=== Problem requirements ===
Using the data beneath this instruction, retype only the lines from the one that contains "Target: hoodie front pocket" down to the one that contains "Where can the boy's smiling", both included, exactly as they appear.

Point-per-instance localization data
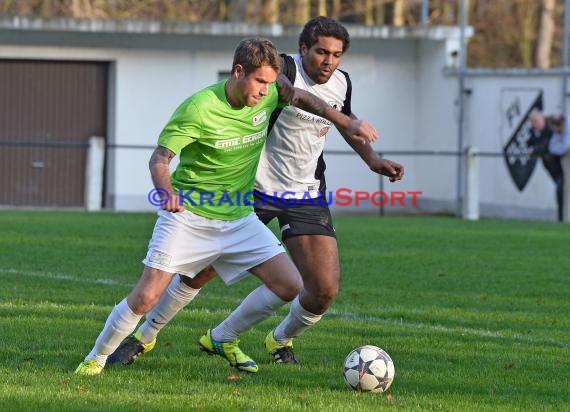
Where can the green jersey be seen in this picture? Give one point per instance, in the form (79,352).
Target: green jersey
(219,149)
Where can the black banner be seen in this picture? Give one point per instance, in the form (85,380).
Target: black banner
(519,163)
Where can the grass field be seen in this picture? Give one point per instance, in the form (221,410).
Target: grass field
(476,316)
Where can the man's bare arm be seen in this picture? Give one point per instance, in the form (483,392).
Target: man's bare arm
(358,130)
(385,167)
(160,173)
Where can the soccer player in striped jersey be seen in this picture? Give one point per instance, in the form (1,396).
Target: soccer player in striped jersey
(291,162)
(218,133)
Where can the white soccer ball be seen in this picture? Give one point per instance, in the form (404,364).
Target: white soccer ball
(368,369)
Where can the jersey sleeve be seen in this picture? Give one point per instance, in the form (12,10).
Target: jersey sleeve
(183,128)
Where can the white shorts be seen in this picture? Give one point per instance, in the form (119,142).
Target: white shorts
(186,243)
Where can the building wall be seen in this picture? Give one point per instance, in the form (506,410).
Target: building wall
(401,83)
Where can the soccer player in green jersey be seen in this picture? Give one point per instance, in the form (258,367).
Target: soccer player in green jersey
(207,217)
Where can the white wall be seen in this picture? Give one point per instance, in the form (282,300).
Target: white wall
(399,84)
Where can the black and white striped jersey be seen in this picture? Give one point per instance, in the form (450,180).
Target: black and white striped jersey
(292,160)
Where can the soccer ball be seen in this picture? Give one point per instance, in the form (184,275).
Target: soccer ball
(368,369)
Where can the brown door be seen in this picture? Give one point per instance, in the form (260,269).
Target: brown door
(48,111)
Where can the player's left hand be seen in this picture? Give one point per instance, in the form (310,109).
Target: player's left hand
(388,168)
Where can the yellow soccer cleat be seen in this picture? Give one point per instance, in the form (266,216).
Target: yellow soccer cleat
(89,368)
(228,350)
(281,353)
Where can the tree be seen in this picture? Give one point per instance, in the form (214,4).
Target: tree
(545,34)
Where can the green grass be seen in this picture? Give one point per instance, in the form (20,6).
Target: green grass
(474,314)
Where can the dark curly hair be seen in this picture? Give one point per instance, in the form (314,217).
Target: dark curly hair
(323,26)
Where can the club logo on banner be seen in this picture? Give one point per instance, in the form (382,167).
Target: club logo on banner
(516,105)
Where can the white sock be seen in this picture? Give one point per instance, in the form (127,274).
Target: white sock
(256,307)
(120,323)
(296,322)
(176,296)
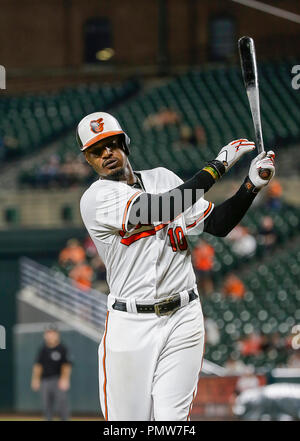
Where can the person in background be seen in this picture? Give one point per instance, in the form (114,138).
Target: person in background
(51,375)
(233,286)
(203,261)
(245,246)
(273,197)
(73,254)
(267,236)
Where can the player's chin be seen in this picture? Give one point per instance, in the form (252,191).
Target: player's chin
(114,173)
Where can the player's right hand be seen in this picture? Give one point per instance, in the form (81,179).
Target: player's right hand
(262,161)
(233,151)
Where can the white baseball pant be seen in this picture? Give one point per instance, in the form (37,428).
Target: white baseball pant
(149,366)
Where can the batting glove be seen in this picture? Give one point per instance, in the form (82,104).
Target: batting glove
(233,151)
(262,161)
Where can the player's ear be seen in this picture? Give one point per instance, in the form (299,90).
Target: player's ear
(87,156)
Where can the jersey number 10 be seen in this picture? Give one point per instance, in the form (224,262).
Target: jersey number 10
(177,239)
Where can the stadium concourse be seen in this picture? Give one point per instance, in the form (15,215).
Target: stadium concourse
(179,124)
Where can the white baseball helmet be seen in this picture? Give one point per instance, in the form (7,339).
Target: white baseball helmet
(96,126)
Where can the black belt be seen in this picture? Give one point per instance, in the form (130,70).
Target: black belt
(163,307)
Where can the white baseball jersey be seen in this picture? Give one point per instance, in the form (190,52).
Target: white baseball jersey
(148,365)
(148,261)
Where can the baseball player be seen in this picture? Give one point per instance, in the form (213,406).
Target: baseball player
(152,349)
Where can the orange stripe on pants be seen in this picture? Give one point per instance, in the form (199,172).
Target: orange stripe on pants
(104,369)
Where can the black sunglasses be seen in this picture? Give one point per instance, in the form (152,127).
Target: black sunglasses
(115,143)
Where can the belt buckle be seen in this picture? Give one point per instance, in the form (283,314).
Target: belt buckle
(157,307)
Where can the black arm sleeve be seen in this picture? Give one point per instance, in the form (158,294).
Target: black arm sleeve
(226,216)
(165,207)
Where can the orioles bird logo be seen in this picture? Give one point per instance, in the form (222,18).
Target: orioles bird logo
(97,125)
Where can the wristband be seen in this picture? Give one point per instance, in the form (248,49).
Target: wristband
(249,186)
(212,172)
(218,166)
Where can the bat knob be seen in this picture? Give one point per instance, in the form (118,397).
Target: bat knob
(264,173)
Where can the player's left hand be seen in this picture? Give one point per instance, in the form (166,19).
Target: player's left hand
(262,161)
(233,151)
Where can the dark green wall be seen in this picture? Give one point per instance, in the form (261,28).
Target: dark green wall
(42,246)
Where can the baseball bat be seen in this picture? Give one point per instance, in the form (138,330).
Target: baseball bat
(250,76)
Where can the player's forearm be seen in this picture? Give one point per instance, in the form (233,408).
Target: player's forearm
(37,372)
(227,215)
(165,207)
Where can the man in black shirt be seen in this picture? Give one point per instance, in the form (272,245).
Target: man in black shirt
(51,375)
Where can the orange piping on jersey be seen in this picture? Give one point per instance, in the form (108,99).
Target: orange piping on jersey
(126,210)
(201,217)
(191,405)
(104,368)
(134,237)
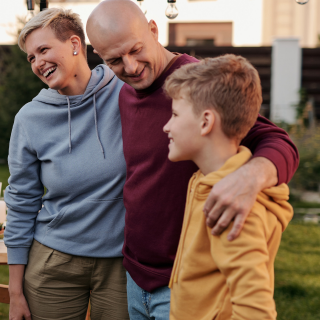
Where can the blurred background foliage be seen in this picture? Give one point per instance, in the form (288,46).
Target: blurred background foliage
(18,85)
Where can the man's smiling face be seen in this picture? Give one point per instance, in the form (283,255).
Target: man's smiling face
(133,56)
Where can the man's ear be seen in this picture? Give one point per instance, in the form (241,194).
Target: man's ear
(76,43)
(207,122)
(154,29)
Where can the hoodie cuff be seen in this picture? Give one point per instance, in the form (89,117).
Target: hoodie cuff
(18,255)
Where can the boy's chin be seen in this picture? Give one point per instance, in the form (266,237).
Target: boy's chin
(174,158)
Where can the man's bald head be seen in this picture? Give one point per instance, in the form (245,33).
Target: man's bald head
(114,18)
(121,35)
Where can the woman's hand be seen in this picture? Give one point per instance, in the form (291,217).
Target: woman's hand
(19,309)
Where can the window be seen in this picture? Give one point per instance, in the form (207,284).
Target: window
(200,34)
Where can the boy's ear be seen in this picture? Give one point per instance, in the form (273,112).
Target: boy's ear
(207,122)
(76,43)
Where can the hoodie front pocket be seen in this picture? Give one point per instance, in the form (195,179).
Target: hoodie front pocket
(57,218)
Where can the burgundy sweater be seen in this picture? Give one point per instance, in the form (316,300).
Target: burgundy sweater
(155,189)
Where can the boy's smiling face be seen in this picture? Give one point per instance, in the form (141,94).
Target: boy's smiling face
(184,131)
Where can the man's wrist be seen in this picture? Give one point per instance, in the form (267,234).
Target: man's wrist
(265,173)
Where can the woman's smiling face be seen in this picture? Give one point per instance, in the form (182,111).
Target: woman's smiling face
(51,60)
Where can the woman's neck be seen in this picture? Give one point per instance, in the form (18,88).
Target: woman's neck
(80,80)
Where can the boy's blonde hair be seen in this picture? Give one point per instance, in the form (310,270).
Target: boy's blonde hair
(229,84)
(63,23)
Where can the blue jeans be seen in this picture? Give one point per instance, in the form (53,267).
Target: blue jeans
(144,305)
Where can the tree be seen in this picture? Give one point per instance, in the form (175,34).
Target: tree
(18,85)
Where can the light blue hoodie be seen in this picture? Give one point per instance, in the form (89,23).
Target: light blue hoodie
(72,146)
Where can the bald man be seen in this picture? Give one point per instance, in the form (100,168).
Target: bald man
(155,189)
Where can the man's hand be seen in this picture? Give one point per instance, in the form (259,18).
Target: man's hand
(233,197)
(19,309)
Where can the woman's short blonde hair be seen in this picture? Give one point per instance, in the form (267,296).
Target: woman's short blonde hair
(63,23)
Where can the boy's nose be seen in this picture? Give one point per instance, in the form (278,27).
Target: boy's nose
(166,129)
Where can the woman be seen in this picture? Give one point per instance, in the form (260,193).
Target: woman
(68,242)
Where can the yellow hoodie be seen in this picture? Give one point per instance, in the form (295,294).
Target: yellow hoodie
(213,278)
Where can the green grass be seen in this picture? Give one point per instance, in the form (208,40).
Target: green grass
(297,274)
(4,279)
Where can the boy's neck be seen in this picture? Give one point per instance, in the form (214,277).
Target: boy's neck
(215,153)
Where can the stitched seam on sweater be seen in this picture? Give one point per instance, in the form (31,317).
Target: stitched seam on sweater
(144,268)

=== Exercise response ===
Target: hoodie front pocket
(57,218)
Where can the burgundy sweater be seen in this picture? Give one point per instance, in the form (316,300).
Target: burgundy sweater
(155,189)
Where can the boy's smiling face be seen in this picture? Give one point per instance, in the form (141,94).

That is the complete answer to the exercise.